____ Quellenauszug
Grenzkonflikte um Land und Wasser

Am 28. April 2021 brachen in Woruch, einer tadschikischen Enklave in Kirgisistan, bewaffnete Kämpfe um den Zugang und die Kontrolle einer Wasserentnahmestelle aus. Mindestens 55 Menschen wurden getötet, 200 verletzt, rund 40'000 mussten fliehen. Seither kommt es im Grenzgebiet immer wieder zu Ausschreitungen. Als wir für diese Reportage Anfang April von Chudschand an die kirgisische Grenze fahren, treffen wir auf einen Streifen der Zerstörung: Hotels mit russgeschwärzten Fassaden, abgebrannte Spielcasinos, verbarrikadierte Häuserruinen, demolierte Tankstellen ohne Zapfsäulen. Bilder wie aus einem Kriegsgebiet. Am Vorabend unserer Fahrt durch den menschenleeren, dystopischen Grenzabschnitt bei Dostuk war ein 27-Jähriger tadschikischer Soldat von Unbekannten getötet worden. Beinahe die Hälfte der 970 Kilometer langen Grenze ist bis heute nicht demarkiert und umstritten. Im Zentrum der Konflikte steht immer wieder der Zugang zu Land und Wasser.

Selbstverwaltung für unterversorgte Landbevölkerung

«Als ich vor acht Jahren zum ersten Mal nach Lakkon kam, hatte die Gemeinde nicht nur keine Kontrolle über ihr Trinkwasser, sie war auch von einer maroden Infrastruktur abhängig», erzählt Rahbar Homidova vom «International Secretariat for Water» (ISW), das in Tadschikistan seit 2007 eng mit der DEZA zusammenarbeitet. Die kanadische NGO hat sich auf die Verbesserung der Trinkwasserinfrastruktur in Zentralasien spezialisiert. «Die Reservoirs, Pumpen und Rohre waren komplett vernachlässigt, niemand kümmerte sich mehr darum.»

Homidova und ihr Team machten den Menschen im Dorf einen Vorschlag: «Wir renovieren die marode Infrastruktur, entkoppeln die Reservoirs von der Quelle in Kirgisistan und bauen das Trinkwassersystem so aus, dass alle künftig während 24 Stunden am Tag fliessend Wasser haben.» Die Bedingung: Jeder und jede müsse sich finanziell beteiligen und den Betrieb nach Instandsetzung in die eigenen Hände nehmen. Und vor allem: Das Wasser habe künftig einen Preis.
________
**Aufgabe A:** Wie viele Menschen wurden laut dem Auszug über Grenzkonflikte bei den Kämpfen in Woruch mindestens getötet?
____ Die Datensätze
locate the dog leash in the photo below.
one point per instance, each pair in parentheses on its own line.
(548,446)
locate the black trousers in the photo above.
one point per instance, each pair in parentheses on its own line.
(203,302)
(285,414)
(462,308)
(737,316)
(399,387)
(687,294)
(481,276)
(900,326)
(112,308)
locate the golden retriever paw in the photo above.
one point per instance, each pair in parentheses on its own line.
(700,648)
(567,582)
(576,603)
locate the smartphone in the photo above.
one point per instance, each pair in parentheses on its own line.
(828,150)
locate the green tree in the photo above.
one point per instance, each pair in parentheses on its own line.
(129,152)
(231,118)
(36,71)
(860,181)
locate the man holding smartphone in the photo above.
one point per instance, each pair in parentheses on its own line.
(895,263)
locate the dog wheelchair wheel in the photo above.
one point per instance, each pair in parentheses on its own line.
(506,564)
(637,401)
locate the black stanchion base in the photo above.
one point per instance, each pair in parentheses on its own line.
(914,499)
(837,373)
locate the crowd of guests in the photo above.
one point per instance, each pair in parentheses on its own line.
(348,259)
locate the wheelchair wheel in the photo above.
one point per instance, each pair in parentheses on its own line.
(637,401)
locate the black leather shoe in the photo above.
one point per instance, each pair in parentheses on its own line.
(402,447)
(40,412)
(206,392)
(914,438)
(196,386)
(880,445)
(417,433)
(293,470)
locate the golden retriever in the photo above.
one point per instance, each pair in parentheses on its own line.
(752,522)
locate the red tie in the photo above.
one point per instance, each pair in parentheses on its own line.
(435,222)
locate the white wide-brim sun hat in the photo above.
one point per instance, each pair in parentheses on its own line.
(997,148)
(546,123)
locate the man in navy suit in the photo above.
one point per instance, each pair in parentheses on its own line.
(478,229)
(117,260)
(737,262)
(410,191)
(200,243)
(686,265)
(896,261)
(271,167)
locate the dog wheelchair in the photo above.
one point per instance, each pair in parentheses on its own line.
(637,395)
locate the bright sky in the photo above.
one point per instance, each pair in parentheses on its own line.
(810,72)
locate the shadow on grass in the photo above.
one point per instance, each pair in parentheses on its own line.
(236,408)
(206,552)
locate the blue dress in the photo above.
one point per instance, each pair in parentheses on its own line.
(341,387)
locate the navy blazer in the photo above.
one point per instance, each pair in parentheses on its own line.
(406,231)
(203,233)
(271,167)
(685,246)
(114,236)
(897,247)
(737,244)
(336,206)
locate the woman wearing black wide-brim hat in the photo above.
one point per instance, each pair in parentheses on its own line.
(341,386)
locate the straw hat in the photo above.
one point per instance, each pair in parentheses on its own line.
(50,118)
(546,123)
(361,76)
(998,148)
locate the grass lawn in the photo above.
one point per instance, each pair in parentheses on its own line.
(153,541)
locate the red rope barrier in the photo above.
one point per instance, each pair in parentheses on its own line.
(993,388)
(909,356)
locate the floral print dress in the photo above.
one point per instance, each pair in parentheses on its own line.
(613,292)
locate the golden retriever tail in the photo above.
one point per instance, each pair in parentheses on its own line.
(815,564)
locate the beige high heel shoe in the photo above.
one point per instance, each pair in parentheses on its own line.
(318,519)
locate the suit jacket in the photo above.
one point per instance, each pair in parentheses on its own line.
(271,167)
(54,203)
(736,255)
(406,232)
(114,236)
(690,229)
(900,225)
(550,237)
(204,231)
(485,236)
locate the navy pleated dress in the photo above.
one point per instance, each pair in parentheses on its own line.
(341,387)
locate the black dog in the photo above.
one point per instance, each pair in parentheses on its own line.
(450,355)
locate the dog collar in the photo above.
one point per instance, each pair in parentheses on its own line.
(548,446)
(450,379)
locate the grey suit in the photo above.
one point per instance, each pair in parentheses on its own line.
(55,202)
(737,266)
________
**Aufgabe B:** Verschiebe in den Datensätzen ab der Zeile mit „locate the navy blazer in the photo above.“ (diese eingeschlossen) bis zu ihrem Ende jede Koordinate in den Antworten um 57. Gib nur diese Zeilen wieder, und zwar vollständig, auch die Zeilen ohne Koordinaten.

**Antwort A:** Mindestens 55 Menschen.

**Antwort B:**
locate the navy blazer in the photo above.
one point per instance, each pair in parentheses on its own line.
(463,288)
(260,290)
(328,224)
(742,303)
(171,293)
(954,304)
(794,301)
(393,263)
locate the woman wearing black wide-brim hat in the photo above.
one point per instance, each pair in parentheses on its own line.
(398,443)
locate the straw hat in the photo above.
one point per instance, each pair in parentheses on its own line.
(107,175)
(603,180)
(418,133)
(1055,205)
locate the grass lawn in the photo above.
one point per instance, each pair in parentheses on its own line.
(210,598)
locate the red rope barrier in the photo above.
one point per instance, each pair in parentheses on its own line.
(1050,445)
(966,413)
locate the floral print dress in the photo above.
one point per instance, each pair in parentheses on its own line.
(670,349)
locate the golden retriever tail in the photo above.
one point per instance, each pair in parentheses on its own line.
(872,621)
locate the beige high heel shoe in the photo above.
one point per instance, each pair in parentheses on its own line.
(375,576)
locate the suit jacket in the photo above.
one point per instance, each pair in parentheses on its own line.
(328,224)
(111,260)
(793,312)
(463,289)
(171,293)
(747,286)
(957,282)
(607,294)
(261,288)
(542,293)
locate the navy pleated dress in the photo above.
one point per instance, each pair in parentheses on its own line.
(398,444)
locate the black dog in the photo above.
one point per instance, each pair in parentheses on its own line.
(507,412)
locate the dog collar in the photo above.
one point per instance, each pair in parentheses on its own line.
(605,503)
(507,436)
locate the grey suit in the photo above.
one point per instance, each pair in parentheses on its own line.
(112,259)
(794,323)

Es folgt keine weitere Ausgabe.